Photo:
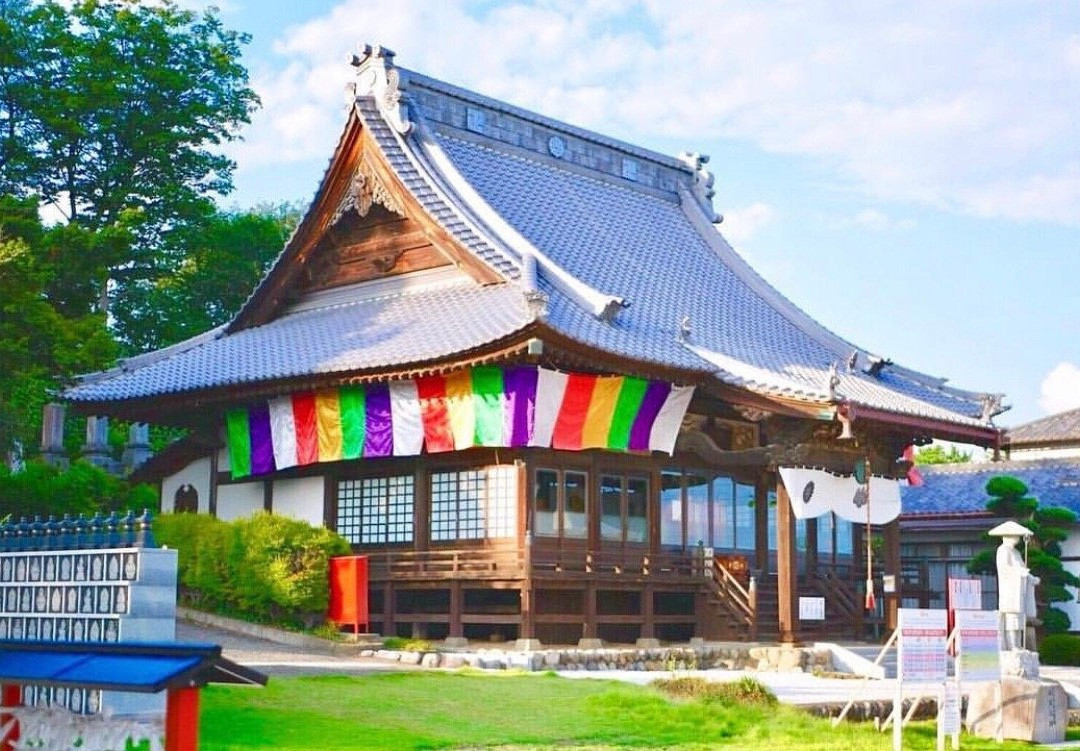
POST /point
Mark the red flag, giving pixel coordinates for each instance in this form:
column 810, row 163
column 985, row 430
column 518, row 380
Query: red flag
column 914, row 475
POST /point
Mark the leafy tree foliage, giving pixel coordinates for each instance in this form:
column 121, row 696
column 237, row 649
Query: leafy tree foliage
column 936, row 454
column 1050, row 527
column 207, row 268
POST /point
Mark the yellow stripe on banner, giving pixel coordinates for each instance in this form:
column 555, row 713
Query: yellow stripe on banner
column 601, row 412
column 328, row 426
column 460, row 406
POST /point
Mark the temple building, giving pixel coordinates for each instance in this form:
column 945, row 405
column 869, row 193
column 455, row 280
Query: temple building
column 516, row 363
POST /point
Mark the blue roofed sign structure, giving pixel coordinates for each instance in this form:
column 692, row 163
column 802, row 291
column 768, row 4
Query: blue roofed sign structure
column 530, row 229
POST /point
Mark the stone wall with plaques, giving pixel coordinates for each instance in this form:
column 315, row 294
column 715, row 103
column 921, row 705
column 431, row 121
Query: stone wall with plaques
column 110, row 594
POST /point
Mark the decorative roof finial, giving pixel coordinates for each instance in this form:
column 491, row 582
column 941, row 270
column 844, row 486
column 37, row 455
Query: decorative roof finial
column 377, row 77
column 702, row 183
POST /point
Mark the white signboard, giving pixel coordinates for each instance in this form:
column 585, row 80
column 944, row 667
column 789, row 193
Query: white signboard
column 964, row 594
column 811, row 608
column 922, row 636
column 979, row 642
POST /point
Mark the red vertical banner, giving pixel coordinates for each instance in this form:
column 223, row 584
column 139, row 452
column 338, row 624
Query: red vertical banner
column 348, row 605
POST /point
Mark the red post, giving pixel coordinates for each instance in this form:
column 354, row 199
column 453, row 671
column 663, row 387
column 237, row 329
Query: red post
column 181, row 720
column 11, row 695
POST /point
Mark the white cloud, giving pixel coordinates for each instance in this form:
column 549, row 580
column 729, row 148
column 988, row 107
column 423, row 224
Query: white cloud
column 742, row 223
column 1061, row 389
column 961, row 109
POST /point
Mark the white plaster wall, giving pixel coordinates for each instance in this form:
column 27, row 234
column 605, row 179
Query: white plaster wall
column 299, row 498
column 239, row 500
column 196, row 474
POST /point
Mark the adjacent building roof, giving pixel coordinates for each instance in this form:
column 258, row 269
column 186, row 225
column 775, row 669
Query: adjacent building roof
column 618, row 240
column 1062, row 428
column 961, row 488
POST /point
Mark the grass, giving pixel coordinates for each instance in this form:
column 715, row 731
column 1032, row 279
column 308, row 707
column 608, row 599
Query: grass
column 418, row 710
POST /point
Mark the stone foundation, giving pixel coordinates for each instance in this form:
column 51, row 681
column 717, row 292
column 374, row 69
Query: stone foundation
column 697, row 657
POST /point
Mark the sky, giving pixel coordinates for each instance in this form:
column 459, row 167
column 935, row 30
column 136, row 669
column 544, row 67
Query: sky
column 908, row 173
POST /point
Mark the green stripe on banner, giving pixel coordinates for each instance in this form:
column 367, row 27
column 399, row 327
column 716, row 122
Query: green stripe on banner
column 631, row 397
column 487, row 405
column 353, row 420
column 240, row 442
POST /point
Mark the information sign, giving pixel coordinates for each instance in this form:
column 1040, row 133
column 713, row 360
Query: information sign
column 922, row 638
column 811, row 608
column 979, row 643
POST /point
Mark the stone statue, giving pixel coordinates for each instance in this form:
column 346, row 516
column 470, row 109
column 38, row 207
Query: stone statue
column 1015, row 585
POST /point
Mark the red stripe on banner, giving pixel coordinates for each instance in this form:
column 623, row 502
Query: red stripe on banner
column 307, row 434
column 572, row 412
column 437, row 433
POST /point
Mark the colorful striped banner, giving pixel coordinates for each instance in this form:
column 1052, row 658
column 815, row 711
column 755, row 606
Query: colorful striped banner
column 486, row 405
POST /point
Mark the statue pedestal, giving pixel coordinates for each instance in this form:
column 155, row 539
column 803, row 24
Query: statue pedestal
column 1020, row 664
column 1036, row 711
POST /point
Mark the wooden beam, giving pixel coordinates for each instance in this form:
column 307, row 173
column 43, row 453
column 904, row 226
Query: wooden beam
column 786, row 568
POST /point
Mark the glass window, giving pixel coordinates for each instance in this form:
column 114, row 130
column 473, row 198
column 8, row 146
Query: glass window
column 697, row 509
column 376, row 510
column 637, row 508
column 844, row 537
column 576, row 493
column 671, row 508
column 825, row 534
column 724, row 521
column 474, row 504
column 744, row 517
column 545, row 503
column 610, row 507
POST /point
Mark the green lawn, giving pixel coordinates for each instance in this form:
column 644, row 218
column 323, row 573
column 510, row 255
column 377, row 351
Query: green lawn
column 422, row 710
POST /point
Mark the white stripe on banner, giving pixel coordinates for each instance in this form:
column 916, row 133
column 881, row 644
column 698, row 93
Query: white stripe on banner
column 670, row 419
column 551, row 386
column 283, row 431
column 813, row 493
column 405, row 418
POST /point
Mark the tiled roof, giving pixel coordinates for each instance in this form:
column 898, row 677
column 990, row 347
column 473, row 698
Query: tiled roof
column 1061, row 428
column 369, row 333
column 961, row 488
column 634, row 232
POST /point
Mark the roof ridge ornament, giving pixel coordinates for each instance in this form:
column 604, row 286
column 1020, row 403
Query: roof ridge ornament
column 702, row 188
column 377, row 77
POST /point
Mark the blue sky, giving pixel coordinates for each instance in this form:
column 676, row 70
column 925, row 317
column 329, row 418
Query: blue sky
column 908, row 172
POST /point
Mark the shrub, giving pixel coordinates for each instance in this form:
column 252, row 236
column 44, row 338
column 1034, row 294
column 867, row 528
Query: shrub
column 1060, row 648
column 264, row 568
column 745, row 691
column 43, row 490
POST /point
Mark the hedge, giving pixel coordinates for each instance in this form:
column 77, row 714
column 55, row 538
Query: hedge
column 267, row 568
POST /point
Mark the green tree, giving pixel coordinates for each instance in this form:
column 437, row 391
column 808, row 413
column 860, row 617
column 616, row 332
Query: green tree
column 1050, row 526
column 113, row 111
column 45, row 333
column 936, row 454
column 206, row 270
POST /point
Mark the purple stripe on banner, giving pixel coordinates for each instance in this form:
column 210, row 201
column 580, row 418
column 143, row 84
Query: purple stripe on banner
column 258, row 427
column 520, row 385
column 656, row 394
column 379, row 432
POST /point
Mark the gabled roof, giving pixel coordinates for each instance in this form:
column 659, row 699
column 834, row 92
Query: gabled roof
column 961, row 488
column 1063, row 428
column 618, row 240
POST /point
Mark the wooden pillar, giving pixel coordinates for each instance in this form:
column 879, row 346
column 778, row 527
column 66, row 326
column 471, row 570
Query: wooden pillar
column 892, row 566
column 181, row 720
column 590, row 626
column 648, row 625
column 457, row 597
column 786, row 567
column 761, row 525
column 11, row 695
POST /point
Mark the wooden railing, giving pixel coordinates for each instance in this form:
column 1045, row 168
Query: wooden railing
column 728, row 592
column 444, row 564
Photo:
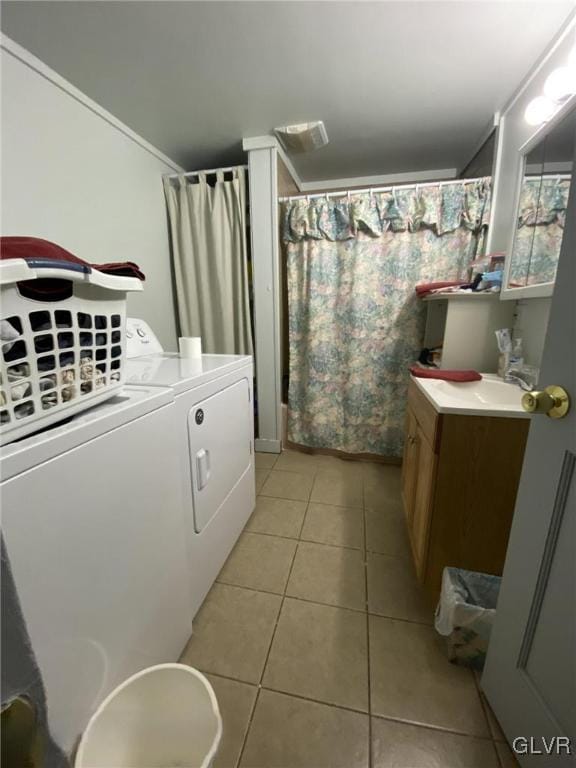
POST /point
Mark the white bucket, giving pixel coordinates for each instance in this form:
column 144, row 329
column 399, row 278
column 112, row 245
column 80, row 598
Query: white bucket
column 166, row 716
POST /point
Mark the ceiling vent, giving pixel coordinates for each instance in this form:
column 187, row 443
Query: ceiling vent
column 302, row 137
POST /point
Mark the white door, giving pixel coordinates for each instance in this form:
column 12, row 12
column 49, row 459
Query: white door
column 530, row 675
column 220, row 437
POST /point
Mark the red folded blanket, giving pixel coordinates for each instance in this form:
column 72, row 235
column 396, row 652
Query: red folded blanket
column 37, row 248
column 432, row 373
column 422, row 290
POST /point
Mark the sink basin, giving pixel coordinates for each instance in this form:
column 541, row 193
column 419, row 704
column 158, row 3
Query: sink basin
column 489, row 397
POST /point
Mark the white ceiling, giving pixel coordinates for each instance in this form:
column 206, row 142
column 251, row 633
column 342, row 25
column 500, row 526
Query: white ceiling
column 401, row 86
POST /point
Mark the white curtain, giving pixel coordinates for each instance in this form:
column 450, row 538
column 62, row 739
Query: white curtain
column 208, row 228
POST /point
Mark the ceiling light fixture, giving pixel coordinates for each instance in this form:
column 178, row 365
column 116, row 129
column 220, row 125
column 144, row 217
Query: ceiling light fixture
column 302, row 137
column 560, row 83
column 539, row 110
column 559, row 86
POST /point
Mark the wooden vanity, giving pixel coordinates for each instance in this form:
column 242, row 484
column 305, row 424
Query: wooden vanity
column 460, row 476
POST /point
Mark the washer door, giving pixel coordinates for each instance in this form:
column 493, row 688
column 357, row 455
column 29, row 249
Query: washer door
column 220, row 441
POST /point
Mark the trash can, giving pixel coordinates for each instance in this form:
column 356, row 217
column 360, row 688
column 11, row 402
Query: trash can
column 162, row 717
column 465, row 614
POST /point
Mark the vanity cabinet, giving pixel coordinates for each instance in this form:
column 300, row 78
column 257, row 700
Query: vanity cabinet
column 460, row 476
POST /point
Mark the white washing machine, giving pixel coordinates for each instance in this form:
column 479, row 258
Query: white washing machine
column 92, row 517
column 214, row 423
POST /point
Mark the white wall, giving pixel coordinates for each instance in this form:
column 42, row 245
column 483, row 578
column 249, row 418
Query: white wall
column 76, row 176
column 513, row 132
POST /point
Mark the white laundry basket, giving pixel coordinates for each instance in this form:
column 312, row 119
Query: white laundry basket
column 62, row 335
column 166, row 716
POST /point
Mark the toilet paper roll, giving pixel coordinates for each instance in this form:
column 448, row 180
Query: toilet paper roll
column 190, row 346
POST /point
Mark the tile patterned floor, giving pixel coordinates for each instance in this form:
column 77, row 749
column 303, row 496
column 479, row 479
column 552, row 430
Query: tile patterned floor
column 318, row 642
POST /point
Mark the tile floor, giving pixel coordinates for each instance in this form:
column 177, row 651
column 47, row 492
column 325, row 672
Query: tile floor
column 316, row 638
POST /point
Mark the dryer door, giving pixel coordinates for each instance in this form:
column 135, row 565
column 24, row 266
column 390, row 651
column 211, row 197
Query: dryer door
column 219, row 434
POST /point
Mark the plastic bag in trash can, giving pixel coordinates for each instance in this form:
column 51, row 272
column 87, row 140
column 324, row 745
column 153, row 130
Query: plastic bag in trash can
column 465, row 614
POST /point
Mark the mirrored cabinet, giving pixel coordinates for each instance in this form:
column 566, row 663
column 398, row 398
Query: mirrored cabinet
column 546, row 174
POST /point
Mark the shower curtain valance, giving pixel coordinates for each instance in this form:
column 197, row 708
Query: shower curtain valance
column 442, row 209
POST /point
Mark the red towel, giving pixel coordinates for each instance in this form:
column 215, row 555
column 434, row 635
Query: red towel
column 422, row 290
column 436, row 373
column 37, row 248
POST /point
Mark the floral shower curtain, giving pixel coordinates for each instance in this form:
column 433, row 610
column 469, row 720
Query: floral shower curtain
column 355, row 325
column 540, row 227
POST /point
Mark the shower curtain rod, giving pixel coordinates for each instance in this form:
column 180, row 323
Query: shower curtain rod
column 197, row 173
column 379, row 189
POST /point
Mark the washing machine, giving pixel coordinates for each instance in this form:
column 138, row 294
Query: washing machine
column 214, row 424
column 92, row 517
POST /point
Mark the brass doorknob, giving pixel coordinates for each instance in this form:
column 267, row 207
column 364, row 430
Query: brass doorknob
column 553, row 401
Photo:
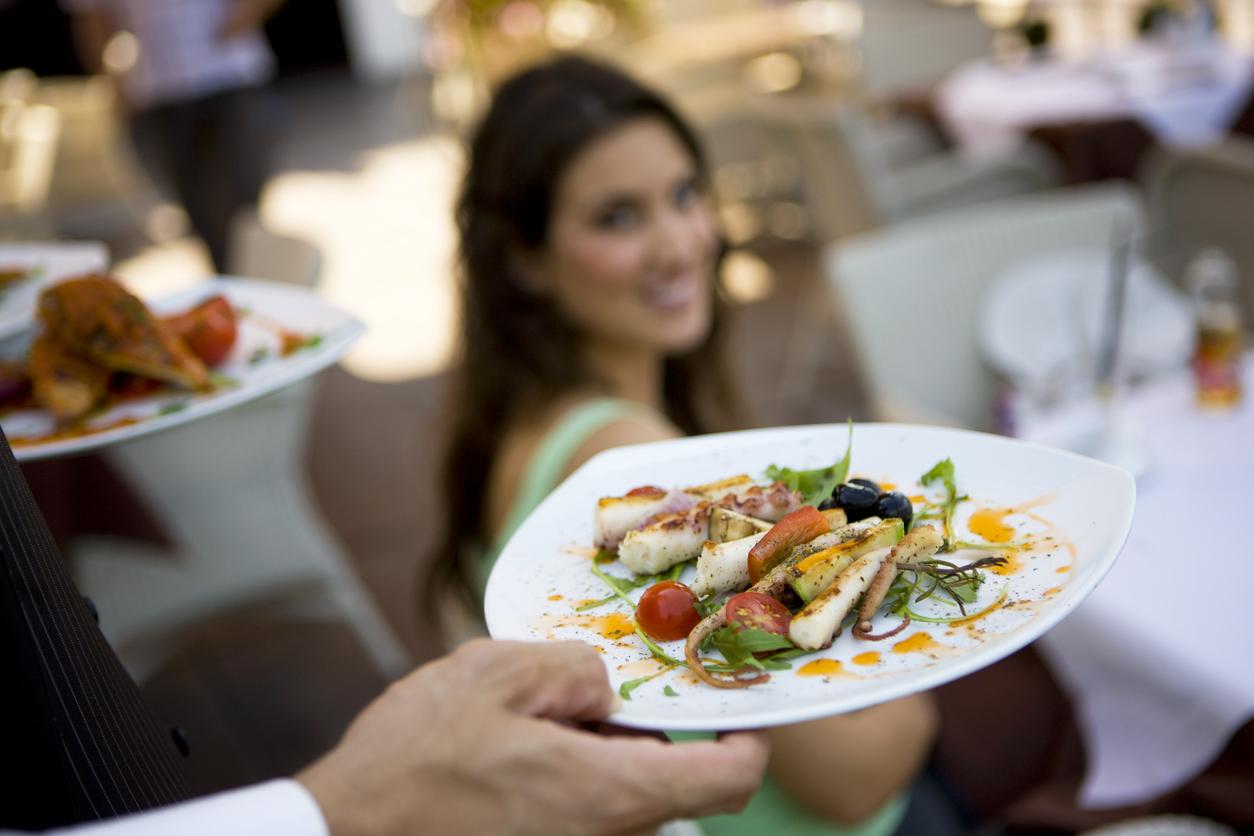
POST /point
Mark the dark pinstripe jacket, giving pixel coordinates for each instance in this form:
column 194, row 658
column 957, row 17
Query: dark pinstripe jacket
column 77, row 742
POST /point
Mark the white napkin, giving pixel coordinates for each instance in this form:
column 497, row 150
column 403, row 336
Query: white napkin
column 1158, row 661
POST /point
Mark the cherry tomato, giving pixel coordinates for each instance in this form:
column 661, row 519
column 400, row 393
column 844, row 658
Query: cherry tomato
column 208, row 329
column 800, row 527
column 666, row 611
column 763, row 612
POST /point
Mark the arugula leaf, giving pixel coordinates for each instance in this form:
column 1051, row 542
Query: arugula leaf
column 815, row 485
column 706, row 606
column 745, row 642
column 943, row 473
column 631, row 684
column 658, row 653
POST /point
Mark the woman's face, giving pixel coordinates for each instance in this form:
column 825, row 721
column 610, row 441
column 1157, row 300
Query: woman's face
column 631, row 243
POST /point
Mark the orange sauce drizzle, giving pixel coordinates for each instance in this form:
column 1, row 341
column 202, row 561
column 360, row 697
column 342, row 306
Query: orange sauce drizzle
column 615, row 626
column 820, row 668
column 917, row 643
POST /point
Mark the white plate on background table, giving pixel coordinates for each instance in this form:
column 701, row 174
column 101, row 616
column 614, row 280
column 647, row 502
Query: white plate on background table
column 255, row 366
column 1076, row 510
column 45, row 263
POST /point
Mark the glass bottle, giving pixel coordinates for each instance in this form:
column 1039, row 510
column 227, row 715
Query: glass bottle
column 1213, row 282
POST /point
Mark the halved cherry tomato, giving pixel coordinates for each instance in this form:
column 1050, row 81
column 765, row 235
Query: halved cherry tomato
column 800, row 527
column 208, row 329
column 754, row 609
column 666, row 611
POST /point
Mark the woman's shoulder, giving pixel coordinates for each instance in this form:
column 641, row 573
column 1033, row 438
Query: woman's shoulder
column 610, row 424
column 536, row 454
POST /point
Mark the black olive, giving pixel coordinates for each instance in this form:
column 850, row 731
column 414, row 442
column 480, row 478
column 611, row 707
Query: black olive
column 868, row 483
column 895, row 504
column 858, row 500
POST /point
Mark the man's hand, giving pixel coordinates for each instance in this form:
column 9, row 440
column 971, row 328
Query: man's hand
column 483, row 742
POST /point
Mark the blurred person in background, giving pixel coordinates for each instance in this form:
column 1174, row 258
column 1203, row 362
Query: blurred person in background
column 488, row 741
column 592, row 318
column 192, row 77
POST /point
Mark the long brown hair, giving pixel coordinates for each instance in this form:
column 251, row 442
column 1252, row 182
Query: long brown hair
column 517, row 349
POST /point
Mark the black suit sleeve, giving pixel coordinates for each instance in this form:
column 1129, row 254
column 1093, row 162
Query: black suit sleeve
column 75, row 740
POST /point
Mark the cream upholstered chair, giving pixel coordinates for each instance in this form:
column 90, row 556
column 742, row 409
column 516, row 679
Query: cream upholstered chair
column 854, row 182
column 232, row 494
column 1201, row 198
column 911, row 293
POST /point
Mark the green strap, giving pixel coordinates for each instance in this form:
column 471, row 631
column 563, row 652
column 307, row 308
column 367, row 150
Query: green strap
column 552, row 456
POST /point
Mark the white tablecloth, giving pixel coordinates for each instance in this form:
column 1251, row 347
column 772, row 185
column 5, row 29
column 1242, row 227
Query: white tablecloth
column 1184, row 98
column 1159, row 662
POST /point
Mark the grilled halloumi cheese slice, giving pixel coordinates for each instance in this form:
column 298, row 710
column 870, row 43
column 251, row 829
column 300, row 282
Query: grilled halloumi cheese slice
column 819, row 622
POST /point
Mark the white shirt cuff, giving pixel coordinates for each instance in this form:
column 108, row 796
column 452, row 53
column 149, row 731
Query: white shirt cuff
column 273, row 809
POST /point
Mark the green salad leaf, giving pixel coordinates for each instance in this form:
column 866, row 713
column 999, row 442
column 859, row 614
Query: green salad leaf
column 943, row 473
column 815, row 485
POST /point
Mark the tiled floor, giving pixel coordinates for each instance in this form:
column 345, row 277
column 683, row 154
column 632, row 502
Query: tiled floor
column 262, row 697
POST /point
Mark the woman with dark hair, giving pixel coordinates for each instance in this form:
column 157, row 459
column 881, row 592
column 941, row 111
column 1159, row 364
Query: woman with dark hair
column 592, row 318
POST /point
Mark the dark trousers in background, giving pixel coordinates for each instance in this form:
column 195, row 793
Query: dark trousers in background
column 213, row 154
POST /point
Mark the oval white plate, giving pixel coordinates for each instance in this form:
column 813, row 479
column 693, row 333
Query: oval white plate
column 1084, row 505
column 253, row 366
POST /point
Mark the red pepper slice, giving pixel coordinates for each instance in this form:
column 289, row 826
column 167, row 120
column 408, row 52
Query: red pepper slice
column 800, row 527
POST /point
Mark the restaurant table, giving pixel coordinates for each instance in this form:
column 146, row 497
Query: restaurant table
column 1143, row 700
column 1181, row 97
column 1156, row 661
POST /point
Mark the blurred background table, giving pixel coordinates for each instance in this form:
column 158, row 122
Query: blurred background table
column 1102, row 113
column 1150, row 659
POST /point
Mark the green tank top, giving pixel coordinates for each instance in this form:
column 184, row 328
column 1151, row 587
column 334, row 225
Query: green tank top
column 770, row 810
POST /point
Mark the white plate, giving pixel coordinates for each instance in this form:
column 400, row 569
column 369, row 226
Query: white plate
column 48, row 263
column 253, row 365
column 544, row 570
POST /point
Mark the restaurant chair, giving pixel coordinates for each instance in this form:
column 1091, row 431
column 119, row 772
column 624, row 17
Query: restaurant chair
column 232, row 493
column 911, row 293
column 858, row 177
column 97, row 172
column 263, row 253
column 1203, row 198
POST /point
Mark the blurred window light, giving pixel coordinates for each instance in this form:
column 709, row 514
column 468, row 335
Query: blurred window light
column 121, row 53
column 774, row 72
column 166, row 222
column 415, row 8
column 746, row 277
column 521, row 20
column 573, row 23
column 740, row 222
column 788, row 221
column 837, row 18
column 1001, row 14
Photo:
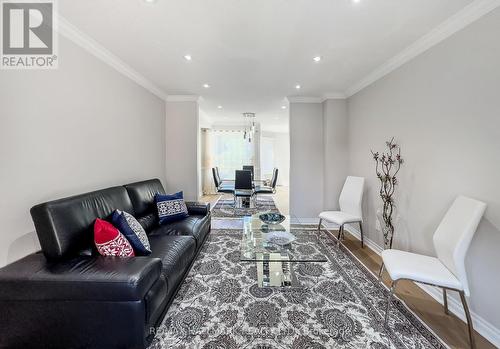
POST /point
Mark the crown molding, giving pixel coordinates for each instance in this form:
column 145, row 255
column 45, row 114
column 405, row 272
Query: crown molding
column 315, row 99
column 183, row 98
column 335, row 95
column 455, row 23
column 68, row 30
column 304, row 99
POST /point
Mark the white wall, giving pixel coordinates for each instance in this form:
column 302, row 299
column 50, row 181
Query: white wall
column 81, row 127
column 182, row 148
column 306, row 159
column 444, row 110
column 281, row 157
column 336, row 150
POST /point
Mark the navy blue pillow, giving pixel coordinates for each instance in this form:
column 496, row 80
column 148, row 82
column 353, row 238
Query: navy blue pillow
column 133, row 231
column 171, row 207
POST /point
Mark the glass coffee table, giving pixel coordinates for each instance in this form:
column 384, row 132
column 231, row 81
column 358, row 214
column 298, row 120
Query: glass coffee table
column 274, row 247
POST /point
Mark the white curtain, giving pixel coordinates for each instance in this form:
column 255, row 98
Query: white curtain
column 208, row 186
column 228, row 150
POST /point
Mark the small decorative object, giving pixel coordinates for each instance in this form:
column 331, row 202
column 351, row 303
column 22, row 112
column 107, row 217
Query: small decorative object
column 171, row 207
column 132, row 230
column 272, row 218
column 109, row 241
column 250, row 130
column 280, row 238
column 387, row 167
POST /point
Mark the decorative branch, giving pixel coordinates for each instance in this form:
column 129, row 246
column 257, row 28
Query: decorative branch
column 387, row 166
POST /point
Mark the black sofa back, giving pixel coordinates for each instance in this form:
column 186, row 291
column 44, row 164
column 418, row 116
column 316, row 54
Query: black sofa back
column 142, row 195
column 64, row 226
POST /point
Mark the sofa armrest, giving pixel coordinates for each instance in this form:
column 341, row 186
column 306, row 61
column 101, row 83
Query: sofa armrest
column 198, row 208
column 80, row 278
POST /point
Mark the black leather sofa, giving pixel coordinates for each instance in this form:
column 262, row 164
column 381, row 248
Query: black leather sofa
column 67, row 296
################
■ WORK INSTRUCTION ■
Your answer should be the lines above, from the line containing "column 408, row 52" up to and including the line containing "Mark the blurred background", reproduced exactly and with nothing else.

■ WRITTEN ANSWER ■
column 408, row 52
Query: red pepper slice
column 800, row 527
POST /point
Mark the restaurant table, giving pixel coordinates for each instance in this form:
column 146, row 497
Query: restaurant table
column 1143, row 700
column 1181, row 97
column 1156, row 661
POST /point
Mark the blurred background table, giving pixel coordinates for each instance in this form:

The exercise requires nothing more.